- [DESCRIPTION OF THE TASK]: Write each line out exactly, from the one containing "Then point out every instance of the blue jacket" through the final line of the data, and keep pictures out of the copy.

- [INPUT DATA]:
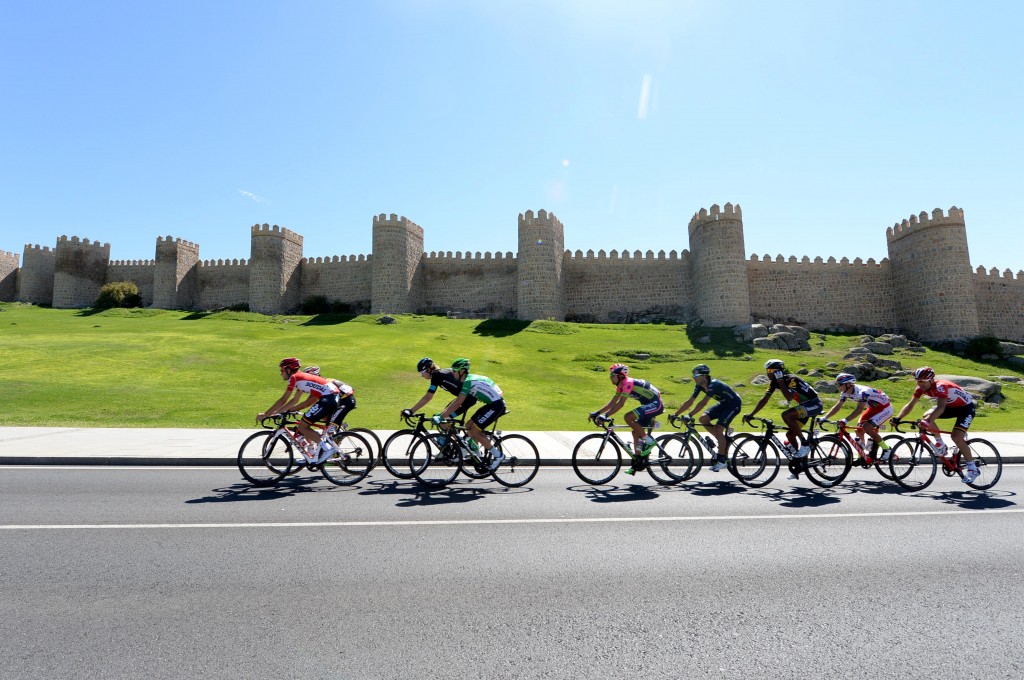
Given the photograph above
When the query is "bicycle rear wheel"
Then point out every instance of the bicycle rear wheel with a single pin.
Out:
(435, 460)
(262, 460)
(912, 465)
(597, 459)
(988, 461)
(351, 463)
(755, 460)
(828, 461)
(520, 463)
(672, 461)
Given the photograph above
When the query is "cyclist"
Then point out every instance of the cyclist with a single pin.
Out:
(875, 404)
(639, 418)
(951, 400)
(794, 388)
(481, 389)
(716, 419)
(324, 400)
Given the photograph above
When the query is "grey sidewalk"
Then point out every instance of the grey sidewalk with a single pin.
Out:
(71, 445)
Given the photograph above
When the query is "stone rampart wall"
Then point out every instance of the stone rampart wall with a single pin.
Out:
(465, 282)
(140, 271)
(621, 286)
(1000, 303)
(821, 294)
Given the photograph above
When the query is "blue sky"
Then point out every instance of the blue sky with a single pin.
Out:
(826, 121)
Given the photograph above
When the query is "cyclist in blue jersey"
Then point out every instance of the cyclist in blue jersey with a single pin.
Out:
(639, 418)
(716, 419)
(483, 389)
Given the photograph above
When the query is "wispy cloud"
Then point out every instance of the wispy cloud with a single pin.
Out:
(253, 197)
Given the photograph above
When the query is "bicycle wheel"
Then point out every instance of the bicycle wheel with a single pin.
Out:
(351, 463)
(262, 460)
(520, 463)
(672, 461)
(597, 459)
(435, 460)
(912, 465)
(988, 461)
(755, 460)
(396, 453)
(828, 462)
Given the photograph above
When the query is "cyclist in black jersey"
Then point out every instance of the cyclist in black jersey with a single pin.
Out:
(794, 388)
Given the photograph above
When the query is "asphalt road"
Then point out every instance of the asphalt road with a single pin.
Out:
(188, 572)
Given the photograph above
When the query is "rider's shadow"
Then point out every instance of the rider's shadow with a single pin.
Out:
(609, 494)
(973, 500)
(244, 492)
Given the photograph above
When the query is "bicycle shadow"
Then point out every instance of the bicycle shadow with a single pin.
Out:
(611, 494)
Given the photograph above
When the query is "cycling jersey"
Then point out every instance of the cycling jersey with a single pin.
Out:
(640, 390)
(481, 387)
(444, 378)
(869, 396)
(310, 384)
(954, 395)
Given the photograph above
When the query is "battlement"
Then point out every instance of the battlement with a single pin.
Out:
(276, 231)
(704, 216)
(925, 221)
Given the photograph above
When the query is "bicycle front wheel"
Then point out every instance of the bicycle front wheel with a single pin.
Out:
(828, 462)
(672, 461)
(435, 460)
(597, 459)
(912, 465)
(351, 463)
(989, 463)
(755, 460)
(520, 463)
(263, 459)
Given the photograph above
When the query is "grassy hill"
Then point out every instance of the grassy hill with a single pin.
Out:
(152, 368)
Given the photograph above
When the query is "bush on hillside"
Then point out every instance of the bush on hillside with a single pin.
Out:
(119, 294)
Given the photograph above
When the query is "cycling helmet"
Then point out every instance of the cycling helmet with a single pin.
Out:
(924, 373)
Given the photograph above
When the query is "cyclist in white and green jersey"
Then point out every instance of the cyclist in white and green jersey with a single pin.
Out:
(485, 391)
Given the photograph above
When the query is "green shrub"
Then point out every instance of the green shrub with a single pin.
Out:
(119, 294)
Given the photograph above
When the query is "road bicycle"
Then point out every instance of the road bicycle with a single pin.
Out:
(280, 450)
(699, 444)
(756, 457)
(914, 461)
(436, 458)
(861, 457)
(598, 457)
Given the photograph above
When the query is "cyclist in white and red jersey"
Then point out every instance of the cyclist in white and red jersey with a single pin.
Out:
(324, 398)
(872, 401)
(951, 400)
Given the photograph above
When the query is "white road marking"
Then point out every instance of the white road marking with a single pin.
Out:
(551, 520)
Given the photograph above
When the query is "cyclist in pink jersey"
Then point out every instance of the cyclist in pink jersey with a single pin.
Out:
(323, 400)
(951, 400)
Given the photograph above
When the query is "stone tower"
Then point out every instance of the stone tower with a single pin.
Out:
(721, 296)
(540, 285)
(396, 265)
(8, 275)
(79, 271)
(175, 280)
(932, 277)
(273, 269)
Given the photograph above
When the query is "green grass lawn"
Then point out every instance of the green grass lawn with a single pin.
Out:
(151, 368)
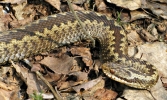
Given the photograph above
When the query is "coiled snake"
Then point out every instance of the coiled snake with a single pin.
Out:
(56, 30)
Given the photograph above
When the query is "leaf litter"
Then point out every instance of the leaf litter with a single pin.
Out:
(77, 69)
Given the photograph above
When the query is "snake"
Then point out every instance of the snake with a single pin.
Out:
(61, 29)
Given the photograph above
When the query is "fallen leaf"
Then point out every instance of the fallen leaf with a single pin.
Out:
(104, 94)
(85, 53)
(62, 65)
(54, 3)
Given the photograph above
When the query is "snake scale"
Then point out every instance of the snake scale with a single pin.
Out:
(57, 30)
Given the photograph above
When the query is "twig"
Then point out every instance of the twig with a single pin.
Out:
(80, 22)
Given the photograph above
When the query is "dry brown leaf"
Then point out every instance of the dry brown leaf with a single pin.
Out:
(101, 6)
(104, 94)
(138, 15)
(13, 1)
(75, 7)
(54, 3)
(87, 85)
(81, 76)
(9, 95)
(129, 4)
(36, 67)
(52, 77)
(85, 53)
(78, 1)
(61, 65)
(29, 78)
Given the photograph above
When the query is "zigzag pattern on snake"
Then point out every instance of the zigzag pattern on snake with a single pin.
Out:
(57, 30)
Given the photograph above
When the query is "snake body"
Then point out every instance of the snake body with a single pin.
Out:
(57, 30)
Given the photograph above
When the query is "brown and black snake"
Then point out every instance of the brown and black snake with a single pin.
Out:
(57, 30)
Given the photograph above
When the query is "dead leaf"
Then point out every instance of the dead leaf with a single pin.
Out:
(13, 1)
(85, 53)
(61, 65)
(54, 3)
(87, 85)
(104, 94)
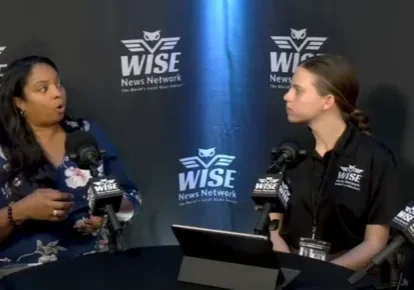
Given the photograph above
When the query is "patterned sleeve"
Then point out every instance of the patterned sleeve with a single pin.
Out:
(114, 166)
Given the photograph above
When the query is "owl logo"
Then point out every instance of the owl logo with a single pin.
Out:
(299, 37)
(298, 34)
(207, 152)
(217, 160)
(351, 169)
(161, 43)
(152, 36)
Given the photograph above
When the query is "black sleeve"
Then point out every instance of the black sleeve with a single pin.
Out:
(385, 196)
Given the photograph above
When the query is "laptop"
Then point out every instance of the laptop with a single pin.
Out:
(226, 246)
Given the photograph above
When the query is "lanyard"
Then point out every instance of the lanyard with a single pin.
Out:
(316, 195)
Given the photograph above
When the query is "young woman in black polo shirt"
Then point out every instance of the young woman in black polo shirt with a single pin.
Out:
(343, 195)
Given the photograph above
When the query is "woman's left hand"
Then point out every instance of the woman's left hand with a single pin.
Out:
(91, 225)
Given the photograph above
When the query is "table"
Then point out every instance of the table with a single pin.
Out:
(153, 268)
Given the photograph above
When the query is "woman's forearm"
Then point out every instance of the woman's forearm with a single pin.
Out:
(5, 227)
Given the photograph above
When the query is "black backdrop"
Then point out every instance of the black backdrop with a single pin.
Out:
(213, 87)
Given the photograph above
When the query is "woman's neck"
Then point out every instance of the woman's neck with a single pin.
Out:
(46, 133)
(327, 131)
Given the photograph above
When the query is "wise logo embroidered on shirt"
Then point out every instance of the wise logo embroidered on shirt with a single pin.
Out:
(349, 176)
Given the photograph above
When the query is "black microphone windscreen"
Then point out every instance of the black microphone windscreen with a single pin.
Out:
(79, 139)
(302, 138)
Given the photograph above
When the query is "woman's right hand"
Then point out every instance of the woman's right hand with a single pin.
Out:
(44, 204)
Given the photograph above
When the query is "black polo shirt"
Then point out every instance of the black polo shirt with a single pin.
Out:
(355, 185)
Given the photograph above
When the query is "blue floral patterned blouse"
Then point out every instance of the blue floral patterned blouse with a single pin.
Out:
(42, 241)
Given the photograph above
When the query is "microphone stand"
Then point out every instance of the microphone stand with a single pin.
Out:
(263, 221)
(116, 238)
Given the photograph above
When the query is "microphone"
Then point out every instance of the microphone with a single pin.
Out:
(404, 223)
(104, 194)
(288, 153)
(270, 189)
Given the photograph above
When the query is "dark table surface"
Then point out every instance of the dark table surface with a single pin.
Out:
(154, 268)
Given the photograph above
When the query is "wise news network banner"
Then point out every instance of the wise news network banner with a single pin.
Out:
(190, 93)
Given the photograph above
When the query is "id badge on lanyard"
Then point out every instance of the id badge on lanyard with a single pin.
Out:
(311, 247)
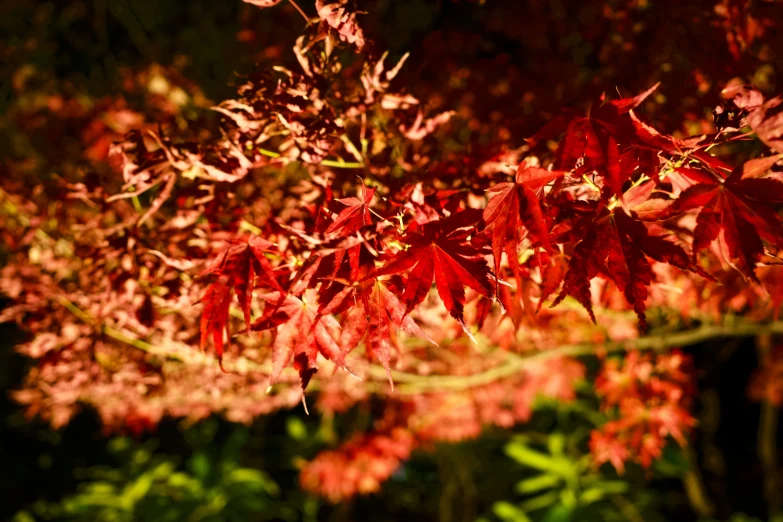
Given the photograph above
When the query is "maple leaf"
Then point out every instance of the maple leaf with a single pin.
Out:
(737, 209)
(241, 266)
(617, 244)
(300, 333)
(439, 251)
(516, 204)
(586, 138)
(338, 17)
(263, 3)
(354, 216)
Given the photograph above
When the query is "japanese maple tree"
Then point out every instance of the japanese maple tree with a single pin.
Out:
(333, 233)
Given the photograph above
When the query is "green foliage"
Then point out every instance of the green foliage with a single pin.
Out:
(210, 485)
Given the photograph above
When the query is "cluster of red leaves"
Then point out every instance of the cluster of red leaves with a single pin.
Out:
(337, 209)
(649, 394)
(359, 465)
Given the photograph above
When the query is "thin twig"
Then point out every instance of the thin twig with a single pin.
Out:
(300, 10)
(410, 383)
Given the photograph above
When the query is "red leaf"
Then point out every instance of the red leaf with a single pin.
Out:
(300, 333)
(338, 17)
(739, 209)
(513, 205)
(354, 216)
(377, 310)
(238, 267)
(440, 252)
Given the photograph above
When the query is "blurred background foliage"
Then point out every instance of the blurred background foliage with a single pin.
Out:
(217, 470)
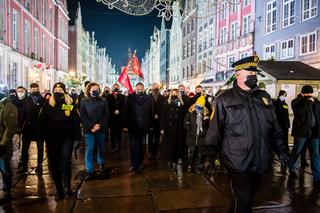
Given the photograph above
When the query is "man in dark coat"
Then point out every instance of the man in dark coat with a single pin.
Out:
(8, 127)
(282, 112)
(199, 92)
(116, 103)
(243, 129)
(154, 134)
(30, 129)
(137, 121)
(306, 129)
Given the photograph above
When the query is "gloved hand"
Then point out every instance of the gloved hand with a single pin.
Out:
(3, 150)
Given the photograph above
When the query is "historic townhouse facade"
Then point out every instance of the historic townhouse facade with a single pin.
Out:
(175, 58)
(33, 42)
(288, 30)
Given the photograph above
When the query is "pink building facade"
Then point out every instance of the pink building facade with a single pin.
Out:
(234, 34)
(33, 42)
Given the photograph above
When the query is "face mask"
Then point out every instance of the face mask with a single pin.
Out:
(58, 96)
(198, 107)
(35, 93)
(21, 95)
(251, 81)
(174, 97)
(140, 93)
(282, 98)
(95, 93)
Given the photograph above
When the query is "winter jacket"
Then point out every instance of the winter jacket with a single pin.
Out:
(244, 129)
(8, 126)
(172, 121)
(190, 125)
(60, 123)
(116, 103)
(138, 114)
(282, 112)
(94, 111)
(31, 125)
(302, 122)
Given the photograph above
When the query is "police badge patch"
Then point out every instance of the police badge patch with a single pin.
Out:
(265, 101)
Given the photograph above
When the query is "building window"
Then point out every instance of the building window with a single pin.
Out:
(223, 35)
(288, 12)
(271, 17)
(26, 36)
(234, 29)
(36, 44)
(234, 5)
(36, 9)
(270, 52)
(309, 9)
(231, 60)
(2, 23)
(44, 47)
(308, 43)
(44, 15)
(223, 10)
(27, 4)
(15, 29)
(246, 3)
(287, 49)
(244, 55)
(14, 75)
(246, 24)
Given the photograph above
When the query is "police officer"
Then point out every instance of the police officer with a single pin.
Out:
(244, 129)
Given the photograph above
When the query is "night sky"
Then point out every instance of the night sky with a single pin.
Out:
(114, 29)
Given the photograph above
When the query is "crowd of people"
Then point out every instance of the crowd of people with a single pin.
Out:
(242, 126)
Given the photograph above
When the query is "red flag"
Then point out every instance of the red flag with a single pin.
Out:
(136, 69)
(124, 80)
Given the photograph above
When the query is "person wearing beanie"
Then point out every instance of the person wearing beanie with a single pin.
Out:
(60, 128)
(306, 132)
(196, 123)
(282, 112)
(30, 129)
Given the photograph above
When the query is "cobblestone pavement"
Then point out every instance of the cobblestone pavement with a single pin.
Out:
(155, 189)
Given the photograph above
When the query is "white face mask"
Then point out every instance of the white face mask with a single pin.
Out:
(282, 98)
(21, 95)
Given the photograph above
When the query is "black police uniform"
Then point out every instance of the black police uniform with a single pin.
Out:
(244, 129)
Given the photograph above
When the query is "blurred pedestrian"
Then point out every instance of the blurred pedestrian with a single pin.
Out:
(8, 127)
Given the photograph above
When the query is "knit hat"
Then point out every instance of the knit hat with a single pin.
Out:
(61, 85)
(282, 92)
(201, 101)
(307, 89)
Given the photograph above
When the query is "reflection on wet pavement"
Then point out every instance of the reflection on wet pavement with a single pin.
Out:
(155, 189)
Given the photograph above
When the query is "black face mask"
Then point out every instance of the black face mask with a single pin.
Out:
(140, 93)
(58, 96)
(35, 93)
(251, 81)
(174, 97)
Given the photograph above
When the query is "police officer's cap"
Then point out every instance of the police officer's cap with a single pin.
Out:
(249, 63)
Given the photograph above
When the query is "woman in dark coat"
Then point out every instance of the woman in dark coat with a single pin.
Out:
(196, 123)
(172, 127)
(60, 124)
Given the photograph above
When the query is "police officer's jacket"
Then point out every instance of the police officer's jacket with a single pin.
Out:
(243, 129)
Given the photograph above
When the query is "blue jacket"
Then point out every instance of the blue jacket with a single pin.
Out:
(94, 111)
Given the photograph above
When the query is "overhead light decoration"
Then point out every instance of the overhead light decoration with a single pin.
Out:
(142, 7)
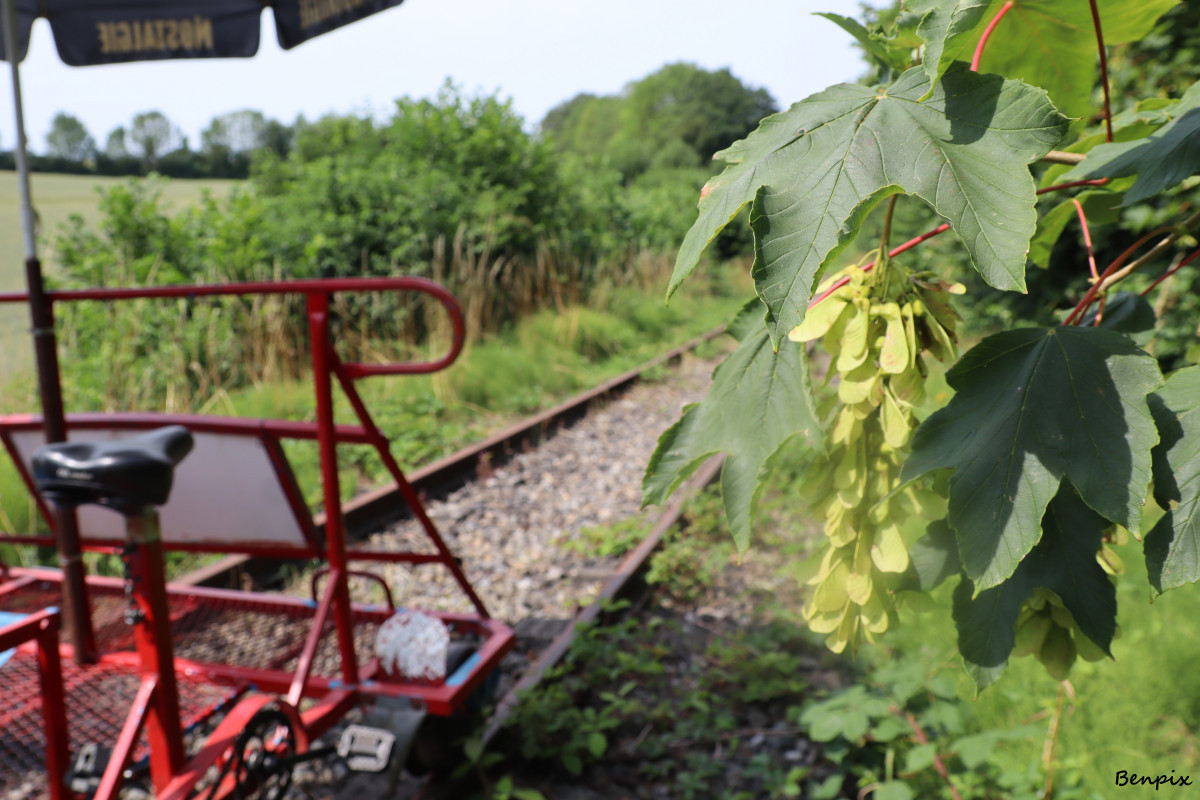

- [WORKED SOLUTION]:
Then point out every instance of the blue jacket with a single pin.
Out:
(94, 111)
Given the photograph above
When the query is "overhead light decoration"
Then point out every instance of the overhead light decoration with a single pin.
Out:
(142, 7)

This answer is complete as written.